Region pointing data:
────────────────
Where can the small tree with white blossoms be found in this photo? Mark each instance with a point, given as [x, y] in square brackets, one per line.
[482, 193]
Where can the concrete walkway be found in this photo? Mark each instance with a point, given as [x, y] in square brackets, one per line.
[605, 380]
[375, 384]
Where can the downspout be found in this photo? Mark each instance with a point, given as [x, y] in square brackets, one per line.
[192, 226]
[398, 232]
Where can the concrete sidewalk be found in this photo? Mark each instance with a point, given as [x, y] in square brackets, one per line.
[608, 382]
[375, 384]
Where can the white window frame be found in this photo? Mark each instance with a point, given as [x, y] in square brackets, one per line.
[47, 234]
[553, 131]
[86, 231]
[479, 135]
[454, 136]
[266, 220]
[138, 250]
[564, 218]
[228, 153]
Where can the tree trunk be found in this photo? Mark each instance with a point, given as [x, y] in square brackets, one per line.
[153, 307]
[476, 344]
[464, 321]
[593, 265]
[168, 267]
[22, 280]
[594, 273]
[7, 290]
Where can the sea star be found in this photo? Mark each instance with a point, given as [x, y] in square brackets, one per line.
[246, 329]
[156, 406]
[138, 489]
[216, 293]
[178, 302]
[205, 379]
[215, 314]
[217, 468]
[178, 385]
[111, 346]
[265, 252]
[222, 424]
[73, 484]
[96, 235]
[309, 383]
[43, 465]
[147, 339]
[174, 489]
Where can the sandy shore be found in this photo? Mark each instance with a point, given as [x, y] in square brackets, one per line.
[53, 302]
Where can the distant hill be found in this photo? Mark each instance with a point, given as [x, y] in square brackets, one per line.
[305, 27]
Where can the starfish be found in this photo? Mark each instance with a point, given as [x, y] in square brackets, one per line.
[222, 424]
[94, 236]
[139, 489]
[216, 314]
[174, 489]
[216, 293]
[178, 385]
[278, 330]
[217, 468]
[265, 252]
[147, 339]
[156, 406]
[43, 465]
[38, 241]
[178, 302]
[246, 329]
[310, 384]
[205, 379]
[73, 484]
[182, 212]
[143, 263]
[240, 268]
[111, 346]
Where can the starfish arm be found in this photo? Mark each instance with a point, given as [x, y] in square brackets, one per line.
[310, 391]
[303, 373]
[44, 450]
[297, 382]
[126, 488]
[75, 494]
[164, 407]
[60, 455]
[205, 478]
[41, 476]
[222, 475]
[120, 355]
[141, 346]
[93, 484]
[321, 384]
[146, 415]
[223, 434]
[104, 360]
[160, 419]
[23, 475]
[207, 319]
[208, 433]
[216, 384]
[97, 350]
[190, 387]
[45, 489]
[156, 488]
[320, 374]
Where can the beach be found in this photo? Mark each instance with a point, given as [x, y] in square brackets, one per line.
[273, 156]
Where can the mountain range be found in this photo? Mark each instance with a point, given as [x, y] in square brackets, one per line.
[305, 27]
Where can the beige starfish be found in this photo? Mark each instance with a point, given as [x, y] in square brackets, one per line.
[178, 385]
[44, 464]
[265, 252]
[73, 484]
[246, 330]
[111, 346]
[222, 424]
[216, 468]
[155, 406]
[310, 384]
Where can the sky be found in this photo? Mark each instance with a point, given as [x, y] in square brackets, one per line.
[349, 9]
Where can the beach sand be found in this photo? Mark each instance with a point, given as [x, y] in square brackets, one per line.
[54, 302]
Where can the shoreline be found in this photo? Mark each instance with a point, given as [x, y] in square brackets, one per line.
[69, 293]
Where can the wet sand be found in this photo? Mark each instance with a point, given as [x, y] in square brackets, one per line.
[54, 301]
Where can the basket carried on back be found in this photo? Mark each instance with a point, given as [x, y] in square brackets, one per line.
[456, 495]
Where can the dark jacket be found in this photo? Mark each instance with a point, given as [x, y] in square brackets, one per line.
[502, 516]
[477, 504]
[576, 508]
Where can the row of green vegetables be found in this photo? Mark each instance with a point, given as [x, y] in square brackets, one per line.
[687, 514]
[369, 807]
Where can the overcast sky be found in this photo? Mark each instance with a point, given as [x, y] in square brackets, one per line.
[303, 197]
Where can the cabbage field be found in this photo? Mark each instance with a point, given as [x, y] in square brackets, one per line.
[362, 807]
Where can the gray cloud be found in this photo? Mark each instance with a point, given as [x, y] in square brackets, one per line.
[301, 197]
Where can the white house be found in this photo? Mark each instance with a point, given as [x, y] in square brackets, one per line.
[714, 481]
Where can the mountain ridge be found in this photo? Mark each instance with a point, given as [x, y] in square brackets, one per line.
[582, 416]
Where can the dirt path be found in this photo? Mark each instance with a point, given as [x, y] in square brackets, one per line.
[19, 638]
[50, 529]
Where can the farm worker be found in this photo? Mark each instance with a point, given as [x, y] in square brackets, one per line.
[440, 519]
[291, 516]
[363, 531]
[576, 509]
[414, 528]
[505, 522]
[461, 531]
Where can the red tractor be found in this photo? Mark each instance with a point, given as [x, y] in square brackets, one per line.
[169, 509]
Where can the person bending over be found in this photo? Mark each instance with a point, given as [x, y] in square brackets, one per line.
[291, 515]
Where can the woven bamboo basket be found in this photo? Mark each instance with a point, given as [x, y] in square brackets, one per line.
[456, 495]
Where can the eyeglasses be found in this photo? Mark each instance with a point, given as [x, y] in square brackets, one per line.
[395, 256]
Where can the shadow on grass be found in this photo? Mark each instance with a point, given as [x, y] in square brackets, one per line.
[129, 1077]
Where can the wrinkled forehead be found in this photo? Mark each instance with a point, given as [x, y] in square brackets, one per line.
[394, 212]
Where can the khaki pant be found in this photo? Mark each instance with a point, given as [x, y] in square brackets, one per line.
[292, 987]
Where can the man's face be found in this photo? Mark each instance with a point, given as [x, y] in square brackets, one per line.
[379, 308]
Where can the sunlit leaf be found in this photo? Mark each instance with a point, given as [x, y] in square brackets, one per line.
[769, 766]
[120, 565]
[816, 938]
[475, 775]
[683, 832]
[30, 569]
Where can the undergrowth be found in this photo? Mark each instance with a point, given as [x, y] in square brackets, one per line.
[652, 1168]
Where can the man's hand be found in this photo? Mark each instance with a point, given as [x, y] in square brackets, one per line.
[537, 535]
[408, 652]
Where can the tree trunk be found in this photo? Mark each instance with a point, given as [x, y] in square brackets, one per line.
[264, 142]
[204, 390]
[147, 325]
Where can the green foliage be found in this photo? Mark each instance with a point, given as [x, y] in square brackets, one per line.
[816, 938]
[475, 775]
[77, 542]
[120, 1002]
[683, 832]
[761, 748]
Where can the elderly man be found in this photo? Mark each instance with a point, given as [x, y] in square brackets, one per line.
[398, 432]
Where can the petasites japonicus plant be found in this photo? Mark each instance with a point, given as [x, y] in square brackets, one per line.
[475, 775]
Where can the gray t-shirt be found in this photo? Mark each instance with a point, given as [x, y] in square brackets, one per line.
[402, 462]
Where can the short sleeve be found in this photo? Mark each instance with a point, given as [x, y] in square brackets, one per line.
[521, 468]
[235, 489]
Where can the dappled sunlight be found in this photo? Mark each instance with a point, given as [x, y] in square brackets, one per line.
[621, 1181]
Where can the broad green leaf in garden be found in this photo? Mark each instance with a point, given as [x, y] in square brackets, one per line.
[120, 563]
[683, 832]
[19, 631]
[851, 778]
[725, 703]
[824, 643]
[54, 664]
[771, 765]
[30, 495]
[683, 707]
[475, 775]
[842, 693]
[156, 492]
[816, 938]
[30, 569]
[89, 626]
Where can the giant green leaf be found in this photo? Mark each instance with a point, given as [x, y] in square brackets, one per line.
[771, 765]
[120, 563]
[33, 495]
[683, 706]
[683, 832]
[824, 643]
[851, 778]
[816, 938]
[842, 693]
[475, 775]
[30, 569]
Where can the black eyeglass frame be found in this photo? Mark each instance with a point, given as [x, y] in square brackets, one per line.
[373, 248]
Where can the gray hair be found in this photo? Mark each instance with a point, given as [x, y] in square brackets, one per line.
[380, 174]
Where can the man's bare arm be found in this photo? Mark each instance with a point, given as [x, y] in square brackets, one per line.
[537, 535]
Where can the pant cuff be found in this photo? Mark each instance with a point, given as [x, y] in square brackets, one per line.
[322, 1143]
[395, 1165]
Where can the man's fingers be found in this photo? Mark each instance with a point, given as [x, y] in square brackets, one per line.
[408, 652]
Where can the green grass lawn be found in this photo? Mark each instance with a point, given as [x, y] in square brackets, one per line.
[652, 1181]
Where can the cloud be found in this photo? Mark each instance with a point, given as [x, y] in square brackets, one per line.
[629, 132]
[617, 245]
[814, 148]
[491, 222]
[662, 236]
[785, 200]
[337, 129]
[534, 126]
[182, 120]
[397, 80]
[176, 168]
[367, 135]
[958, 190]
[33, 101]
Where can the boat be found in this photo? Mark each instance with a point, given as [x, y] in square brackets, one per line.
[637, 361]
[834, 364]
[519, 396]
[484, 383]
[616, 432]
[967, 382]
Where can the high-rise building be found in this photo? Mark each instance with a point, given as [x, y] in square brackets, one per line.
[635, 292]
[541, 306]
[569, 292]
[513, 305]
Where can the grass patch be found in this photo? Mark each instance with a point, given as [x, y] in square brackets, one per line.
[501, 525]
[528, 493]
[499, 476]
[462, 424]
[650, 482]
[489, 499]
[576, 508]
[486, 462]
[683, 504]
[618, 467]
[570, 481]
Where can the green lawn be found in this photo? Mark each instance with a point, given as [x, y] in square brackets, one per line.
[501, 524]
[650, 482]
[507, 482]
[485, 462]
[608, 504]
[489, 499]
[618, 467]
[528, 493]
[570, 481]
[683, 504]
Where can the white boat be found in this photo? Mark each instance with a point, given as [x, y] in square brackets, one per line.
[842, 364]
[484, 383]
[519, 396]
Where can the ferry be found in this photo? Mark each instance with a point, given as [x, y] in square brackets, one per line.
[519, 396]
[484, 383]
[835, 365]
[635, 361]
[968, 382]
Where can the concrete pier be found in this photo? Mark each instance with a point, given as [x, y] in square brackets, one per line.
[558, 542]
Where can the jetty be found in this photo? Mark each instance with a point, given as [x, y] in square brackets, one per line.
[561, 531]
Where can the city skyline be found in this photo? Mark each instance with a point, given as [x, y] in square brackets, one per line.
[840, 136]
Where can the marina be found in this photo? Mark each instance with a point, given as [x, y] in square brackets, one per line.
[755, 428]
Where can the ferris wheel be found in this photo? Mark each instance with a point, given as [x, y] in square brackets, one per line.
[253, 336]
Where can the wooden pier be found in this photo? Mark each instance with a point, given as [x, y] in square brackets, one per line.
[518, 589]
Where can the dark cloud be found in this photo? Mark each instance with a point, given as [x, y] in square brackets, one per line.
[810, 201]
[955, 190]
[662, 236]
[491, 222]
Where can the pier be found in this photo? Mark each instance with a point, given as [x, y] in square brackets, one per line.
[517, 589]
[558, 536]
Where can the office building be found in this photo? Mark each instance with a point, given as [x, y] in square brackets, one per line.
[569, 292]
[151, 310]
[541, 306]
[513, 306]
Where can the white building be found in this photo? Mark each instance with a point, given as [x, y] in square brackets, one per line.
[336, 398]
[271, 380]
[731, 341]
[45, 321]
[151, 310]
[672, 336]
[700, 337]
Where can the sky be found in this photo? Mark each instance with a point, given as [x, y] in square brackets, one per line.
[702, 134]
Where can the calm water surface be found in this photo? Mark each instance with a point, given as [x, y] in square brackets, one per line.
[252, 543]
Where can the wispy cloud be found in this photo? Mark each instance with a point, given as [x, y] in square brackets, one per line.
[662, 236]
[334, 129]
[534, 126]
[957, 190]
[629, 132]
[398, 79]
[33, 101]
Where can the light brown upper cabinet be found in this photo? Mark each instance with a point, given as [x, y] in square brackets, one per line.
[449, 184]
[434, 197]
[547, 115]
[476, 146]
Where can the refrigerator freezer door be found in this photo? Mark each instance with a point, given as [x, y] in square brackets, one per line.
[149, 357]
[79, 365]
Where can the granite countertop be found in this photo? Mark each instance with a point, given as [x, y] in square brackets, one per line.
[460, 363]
────────────────
## ASSIGNED TASK
Starting from the line that contains "Where can the granite", give again every line to the last line of the data, exactly. Include nothing else.

## FINISHED EXERCISE
Where can the granite countertop be found in this photo? Mark each instance with a point, given as [x, y] in square brackets, one per line.
[460, 363]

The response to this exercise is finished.